What to work on: Return every line in the entries below that contains the string "wall", copied without changes.
* start Input for this task *
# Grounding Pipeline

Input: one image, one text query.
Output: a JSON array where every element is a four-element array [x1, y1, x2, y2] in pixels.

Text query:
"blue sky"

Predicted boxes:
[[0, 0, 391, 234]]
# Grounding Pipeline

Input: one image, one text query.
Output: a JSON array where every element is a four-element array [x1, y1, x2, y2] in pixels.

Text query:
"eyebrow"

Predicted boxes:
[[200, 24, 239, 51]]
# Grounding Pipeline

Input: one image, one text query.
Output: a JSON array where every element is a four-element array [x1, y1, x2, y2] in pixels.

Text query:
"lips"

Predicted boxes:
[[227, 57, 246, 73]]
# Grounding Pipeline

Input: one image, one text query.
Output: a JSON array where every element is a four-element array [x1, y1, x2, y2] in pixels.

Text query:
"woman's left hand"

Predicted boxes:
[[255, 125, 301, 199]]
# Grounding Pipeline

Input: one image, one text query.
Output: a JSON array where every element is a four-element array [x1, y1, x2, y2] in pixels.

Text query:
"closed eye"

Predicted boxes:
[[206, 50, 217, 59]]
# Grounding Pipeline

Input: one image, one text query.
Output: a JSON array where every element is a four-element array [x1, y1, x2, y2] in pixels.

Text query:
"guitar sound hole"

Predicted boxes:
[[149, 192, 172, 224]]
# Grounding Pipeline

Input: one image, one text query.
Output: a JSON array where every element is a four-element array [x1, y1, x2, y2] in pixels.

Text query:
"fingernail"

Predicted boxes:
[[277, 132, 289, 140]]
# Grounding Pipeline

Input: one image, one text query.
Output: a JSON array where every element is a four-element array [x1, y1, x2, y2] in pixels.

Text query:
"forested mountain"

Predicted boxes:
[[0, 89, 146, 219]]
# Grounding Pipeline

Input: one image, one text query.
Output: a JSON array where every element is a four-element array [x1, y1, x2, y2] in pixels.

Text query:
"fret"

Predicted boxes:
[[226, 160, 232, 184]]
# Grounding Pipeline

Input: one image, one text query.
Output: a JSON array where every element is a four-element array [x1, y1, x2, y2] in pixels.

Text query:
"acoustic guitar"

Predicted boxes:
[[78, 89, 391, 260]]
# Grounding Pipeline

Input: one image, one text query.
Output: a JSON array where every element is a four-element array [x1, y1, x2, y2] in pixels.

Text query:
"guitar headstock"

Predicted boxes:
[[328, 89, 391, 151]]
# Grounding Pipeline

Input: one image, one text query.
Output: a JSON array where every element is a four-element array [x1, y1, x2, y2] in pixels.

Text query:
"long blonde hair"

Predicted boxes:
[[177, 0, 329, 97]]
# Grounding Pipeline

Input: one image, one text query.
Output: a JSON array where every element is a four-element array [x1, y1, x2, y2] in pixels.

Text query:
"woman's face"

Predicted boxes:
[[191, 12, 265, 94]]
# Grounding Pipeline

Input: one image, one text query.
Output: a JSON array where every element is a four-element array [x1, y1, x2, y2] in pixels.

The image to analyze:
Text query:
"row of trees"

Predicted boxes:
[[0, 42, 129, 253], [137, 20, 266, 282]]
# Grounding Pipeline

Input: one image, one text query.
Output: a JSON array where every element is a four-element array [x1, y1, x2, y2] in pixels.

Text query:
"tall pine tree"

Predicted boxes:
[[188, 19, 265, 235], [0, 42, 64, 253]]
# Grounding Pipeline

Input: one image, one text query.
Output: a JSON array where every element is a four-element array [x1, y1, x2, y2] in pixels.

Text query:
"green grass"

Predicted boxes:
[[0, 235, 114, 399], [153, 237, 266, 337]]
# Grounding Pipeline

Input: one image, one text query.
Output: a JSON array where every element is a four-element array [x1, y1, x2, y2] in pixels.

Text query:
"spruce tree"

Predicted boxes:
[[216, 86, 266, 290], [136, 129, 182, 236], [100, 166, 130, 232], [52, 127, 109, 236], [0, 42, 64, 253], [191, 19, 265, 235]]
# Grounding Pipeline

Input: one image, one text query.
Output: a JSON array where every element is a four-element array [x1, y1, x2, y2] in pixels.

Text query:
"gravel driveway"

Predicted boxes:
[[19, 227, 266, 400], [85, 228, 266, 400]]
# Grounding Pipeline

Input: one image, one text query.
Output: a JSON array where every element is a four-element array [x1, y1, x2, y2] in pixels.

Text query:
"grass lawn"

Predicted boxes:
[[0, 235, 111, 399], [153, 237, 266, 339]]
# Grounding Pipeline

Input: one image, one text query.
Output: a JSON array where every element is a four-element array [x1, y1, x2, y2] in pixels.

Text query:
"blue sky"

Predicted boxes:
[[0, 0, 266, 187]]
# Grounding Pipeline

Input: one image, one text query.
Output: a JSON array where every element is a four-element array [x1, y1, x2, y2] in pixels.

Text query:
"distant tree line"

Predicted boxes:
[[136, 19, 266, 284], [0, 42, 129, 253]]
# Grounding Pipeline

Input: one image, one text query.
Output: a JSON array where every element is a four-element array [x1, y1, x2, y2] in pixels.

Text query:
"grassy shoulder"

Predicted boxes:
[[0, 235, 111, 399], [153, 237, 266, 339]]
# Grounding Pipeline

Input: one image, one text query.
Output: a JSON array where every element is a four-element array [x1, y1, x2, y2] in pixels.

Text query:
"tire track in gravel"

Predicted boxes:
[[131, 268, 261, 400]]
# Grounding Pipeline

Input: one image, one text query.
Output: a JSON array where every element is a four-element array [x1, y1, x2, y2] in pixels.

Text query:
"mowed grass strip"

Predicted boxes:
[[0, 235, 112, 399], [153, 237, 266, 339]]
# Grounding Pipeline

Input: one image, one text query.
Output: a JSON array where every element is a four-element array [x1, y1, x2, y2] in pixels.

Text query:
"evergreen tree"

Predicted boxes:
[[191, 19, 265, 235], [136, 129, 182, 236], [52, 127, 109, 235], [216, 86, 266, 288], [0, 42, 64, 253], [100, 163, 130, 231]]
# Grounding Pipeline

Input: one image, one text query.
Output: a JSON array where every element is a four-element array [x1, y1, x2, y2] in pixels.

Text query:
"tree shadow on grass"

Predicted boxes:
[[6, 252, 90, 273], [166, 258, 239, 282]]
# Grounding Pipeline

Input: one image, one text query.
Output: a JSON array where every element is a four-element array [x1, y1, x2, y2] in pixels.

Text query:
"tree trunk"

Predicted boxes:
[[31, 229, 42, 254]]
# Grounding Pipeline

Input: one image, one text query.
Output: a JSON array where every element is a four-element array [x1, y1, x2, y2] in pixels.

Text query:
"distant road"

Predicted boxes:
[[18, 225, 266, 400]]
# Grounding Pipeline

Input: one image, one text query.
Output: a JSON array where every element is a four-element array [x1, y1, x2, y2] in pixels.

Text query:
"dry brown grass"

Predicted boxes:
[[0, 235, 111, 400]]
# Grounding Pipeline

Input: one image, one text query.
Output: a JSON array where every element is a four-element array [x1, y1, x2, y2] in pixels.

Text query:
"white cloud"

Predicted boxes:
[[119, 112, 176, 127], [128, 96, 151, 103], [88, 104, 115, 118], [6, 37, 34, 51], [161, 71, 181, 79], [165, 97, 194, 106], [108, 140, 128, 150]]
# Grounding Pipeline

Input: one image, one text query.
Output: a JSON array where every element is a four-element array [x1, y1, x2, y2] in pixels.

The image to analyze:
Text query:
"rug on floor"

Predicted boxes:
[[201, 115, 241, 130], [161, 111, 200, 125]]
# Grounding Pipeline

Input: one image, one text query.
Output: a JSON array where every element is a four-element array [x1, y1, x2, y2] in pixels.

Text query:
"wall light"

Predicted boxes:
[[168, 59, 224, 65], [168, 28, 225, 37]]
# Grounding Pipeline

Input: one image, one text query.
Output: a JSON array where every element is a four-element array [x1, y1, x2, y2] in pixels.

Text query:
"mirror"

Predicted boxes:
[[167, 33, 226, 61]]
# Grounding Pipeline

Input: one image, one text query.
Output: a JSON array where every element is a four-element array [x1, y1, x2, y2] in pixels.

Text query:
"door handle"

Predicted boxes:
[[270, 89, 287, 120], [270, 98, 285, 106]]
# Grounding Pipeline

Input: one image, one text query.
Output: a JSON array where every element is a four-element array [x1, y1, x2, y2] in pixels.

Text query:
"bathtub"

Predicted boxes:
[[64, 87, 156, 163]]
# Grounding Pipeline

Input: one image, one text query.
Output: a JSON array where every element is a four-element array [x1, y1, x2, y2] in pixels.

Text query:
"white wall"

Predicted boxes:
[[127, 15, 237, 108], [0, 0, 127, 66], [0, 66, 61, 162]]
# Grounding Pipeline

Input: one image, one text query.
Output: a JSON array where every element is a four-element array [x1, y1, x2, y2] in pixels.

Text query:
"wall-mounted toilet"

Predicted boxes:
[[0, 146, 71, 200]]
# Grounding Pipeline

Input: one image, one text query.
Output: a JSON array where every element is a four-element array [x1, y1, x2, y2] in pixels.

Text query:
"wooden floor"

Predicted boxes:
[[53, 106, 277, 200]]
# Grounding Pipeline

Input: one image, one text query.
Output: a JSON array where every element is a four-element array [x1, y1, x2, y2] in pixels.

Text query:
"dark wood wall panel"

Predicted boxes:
* end Input for this task *
Result of the exercise:
"wall light"
"white wall"
"wall-mounted toilet"
"dark wood wall panel"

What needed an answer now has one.